Well, I hope the Spartans are happy with themselves. This is what they wanted, to be treated as elite, to be mentioned coast to coast, and not just the coast of Lake Michigan to the coast of Lake Huron.

Congratulations! The ascension is complete! You know you've arrived as a college football power when your season unofficially ends at 7-2, and Ohio State takes you seriously enough to hammer you as if you're actually a rival.

Michigan State can view this sudden comeuppance a couple of ways. It can celebrate the wonderful run and quietly return to being a basketball school. I'm sure Tom Izzo would appreciate that. Or Mark Dantonio can rise up like an angry, scowling man and declare it's not over, it'll never be over — unless Urban Meyer decides to stay in Columbus for a while, in which case it is indeed over.

This has been a revealing Big Ten season, and by "revealing" I mean "gruesome." In the conference's showcase showdown, the Buckeyes pulled up burly Sparty's green skirt and exposed the ugliness. And the bare truth is, this isn't just a Michigan State problem now. This is a Big Ten problem because Ohio State clearly is not playing by the same rules.

Meyer recognizes "fat, drunk and stupid" might be an adequate description of Buckeyes in general, but it's no way to go through a football season. He's ruthlessly recruiting fast guys with body-fat levels well below the Big Ten norm (37 percent), and recklessly running an offense with no regard for punting decorum or third-and-9 off-tackle plays.

As painful as it is to admit, the Buckeyes are back after their 49-37 romp, and if the Spartans defense couldn't get close enough for two-handed touch, who can? Michigan already acknowledged the gap when its new president with the scruffy beard and cute Ivy League ideals hilariously suggested academics should play some sort of role in college football. He then continued the school's Apology Tour by expressing remorse for not having a deeper knowledge of Michigan's rich football history, "going back to the days of Bob Schembechler and Fitz Crisler."

Amid all the sorrys being tossed around Ann Arbor, no one has yet apologized for the 5-5 record and the controversial de-emphasis on scoring touchdowns. Note to President Schlissel: 3.75 is a fine grade-point average, but it's a tad low for a football scoring average.

At least the Wolverines were smart enough to get out of the Buckeyes' way and let the Spartans assume the position, so to speak. Meyer claimed Michigan State wasn't a rival but then showed otherwise, marching into Spartan Stadium and driving a stake into its season.

Is it right that the Spartans are 7-2 and fans are clawing their eyes out, while the Lions are 7-2 and fans are designing parade floats? No, it is not. Is it fair the Spartans could go 10-2 and be disappointed to play in an Orlando bowl and see Shamu for the 50th $#*&% time? No, it is not.

But this is the new, unhealthy mentality of college football, especially at the highest level, and by "highest level" I mean "the SEC." The four-team national playoff is expected to include at least four SEC teams, maybe more. Ohio State could sneak in, although it faces quite a challenge at snowy Minnesota Saturday. And the fact Minnesota counts as quite a challenge in the Big Ten is what makes the Southern folks chortle.

• • • • • • •

◆ Tasks to perform:
A - Reproduce the records word for word, from the line with "Thank you for the photograph above. Please mark the car" through the final line of the records, including both.
B - Carry on the column about Ohio State's win over Michigan State and the Big Ten, starting after its last sentence.

• • • • • • •

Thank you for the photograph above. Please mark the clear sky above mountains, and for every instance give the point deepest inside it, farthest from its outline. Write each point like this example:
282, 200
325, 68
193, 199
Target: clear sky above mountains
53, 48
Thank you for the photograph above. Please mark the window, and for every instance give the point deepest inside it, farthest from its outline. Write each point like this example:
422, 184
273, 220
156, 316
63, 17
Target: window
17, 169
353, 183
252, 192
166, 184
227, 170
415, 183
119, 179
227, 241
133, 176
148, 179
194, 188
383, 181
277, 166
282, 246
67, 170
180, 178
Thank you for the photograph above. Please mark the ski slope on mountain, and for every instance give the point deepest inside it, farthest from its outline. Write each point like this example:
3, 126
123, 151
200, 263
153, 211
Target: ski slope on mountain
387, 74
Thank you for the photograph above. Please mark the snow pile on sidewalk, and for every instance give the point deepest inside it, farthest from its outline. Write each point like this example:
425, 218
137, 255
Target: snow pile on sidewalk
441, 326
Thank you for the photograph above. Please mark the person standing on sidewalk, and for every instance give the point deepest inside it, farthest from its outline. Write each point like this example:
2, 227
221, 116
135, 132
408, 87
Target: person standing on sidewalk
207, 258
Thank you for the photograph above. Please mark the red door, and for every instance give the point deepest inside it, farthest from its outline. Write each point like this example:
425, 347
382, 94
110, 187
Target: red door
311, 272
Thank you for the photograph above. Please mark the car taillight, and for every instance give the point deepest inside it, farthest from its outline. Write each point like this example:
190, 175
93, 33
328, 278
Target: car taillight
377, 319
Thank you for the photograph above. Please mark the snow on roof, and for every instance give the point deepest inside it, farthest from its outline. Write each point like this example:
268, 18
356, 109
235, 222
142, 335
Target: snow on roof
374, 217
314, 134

• • • • • • •

◆ Results for each task:
A -
Thank you for the photograph above. Please mark the car taillight, and for every instance give the point deepest inside it, farthest from its outline. Write each point like this example:
190, 175
93, 33
328, 278
Target: car taillight
377, 319
Thank you for the photograph above. Please mark the snow on roof, and for every instance give the point deepest inside it, farthest from its outline. Write each point like this example:
268, 18
356, 109
235, 222
142, 335
Target: snow on roof
374, 217
314, 134

B -
Michigan State needs to keep looking straight ahead because it also faces quite a challenge at Maryland (chortle), and you never know who's gaining on you. Heck, Michigan is only a game-and-a-half behind despite taking the week off to go door-to-door, handing out apologies. While Michigan State's defense was getting shredded last week, Michigan was manhandling mighty Northwestern, 10-9, making a resounding statement that's yet to be deciphered.

Nobody should feel bad about being 7-2, so there's a movement to ensure the poor Big Ten gets at least one playoff spot in the future. It would require expanding the field from four teams to approximately 64, but it can be done.

To be fair, I counted five Big Ten teams in the rankings this week, with Ohio State at No. 8 and four others tied for 25th.

Fret not. It's a fresh start for the Spartans in the state of Maryland, time to get back to what they do best — basketball! Izzo's team opens tonight against Navy in Annapolis, although not on an aircraft carrier, unfortunately. The football Spartans will try to dodge a letdown Saturday against the Terrapins, who reportedly will be wearing all-black uniforms. It's their "Black Ops" ensemble, not funeral garb out of respect for Michigan State.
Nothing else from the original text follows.